__Aim of the task__
Pull out each line of the material below that contains the string "dark". Uppercase and lowercase letters count as different.

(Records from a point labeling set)
* * * *

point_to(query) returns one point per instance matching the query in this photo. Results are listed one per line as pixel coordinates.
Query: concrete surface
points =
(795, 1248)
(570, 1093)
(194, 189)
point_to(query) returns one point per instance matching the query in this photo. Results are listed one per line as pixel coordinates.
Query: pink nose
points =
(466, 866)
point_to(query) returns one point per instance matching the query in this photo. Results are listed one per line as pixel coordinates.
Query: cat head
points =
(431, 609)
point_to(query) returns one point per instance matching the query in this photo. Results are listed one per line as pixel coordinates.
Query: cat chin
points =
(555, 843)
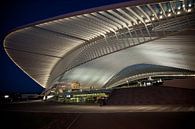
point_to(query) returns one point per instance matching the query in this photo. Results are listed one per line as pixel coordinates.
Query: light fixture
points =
(146, 20)
(6, 96)
(178, 12)
(189, 10)
(169, 14)
(179, 8)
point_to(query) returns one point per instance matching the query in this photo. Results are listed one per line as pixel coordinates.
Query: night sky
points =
(18, 13)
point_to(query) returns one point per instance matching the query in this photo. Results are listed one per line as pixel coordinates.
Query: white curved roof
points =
(60, 46)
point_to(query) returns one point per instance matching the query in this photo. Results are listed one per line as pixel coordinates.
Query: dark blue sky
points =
(18, 13)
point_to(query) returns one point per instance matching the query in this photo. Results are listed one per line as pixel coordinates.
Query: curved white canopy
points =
(93, 45)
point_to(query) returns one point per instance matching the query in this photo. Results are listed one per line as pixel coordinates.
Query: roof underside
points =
(93, 46)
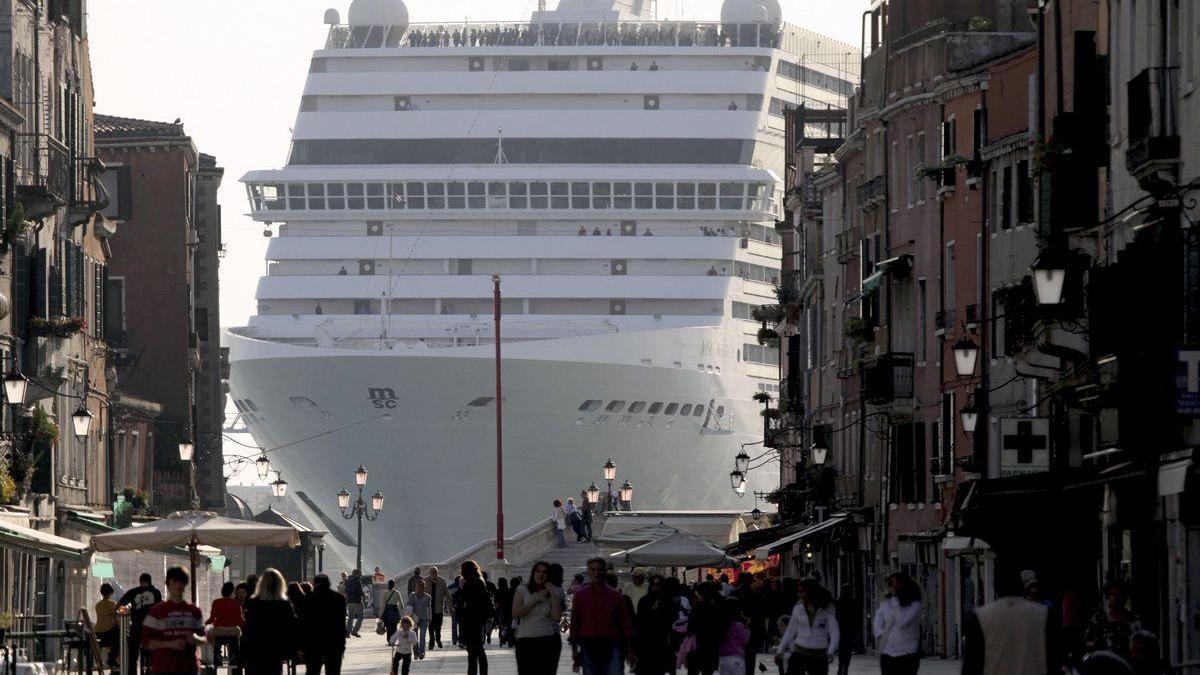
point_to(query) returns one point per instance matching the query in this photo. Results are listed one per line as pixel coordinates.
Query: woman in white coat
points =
(897, 627)
(810, 641)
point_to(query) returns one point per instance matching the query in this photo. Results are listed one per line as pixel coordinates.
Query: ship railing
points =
(768, 35)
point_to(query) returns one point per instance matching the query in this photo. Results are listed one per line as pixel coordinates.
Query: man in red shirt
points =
(600, 625)
(173, 628)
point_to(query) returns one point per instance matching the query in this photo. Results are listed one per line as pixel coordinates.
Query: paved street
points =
(371, 655)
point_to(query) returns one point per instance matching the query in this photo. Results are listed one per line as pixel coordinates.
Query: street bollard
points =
(123, 620)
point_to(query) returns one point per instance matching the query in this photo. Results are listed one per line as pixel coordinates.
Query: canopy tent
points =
(678, 549)
(763, 553)
(196, 529)
(635, 537)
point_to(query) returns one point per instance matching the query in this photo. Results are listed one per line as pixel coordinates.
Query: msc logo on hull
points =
(382, 398)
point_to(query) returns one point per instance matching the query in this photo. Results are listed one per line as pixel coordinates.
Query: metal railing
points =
(888, 377)
(45, 163)
(558, 34)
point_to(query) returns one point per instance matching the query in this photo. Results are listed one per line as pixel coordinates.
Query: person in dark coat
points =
(324, 628)
(654, 621)
(271, 627)
(474, 608)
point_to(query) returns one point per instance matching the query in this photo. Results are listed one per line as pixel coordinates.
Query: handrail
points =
(558, 34)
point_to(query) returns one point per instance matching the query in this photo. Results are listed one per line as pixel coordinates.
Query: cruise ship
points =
(618, 173)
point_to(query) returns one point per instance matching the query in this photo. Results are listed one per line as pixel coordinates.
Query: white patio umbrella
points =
(679, 549)
(195, 529)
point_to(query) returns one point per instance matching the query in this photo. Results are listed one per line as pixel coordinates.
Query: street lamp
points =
(742, 463)
(966, 353)
(15, 386)
(627, 493)
(970, 417)
(82, 422)
(280, 488)
(360, 509)
(610, 475)
(1049, 276)
(263, 465)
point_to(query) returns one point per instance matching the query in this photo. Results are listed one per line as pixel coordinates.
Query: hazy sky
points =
(233, 71)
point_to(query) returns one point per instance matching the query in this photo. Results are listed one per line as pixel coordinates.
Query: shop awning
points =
(762, 553)
(43, 543)
(1173, 477)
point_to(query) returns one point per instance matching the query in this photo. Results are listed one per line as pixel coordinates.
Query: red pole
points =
(499, 426)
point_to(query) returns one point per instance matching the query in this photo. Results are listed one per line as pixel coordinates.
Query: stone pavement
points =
(371, 656)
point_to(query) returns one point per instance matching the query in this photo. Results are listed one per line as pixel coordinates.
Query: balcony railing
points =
(1153, 118)
(888, 377)
(791, 287)
(559, 34)
(45, 173)
(871, 192)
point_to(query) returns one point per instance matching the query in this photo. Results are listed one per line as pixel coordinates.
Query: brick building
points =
(163, 317)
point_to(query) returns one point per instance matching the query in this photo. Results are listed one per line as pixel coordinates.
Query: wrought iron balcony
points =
(871, 192)
(888, 377)
(791, 287)
(1153, 119)
(45, 175)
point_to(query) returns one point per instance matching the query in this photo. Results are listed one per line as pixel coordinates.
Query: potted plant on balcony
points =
(13, 228)
(857, 329)
(57, 326)
(768, 336)
(43, 432)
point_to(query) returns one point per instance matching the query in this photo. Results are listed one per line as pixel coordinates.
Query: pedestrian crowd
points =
(652, 625)
(595, 35)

* * * *

__Output for this exercise__
Query: dark blue sky
Query: person in dark coat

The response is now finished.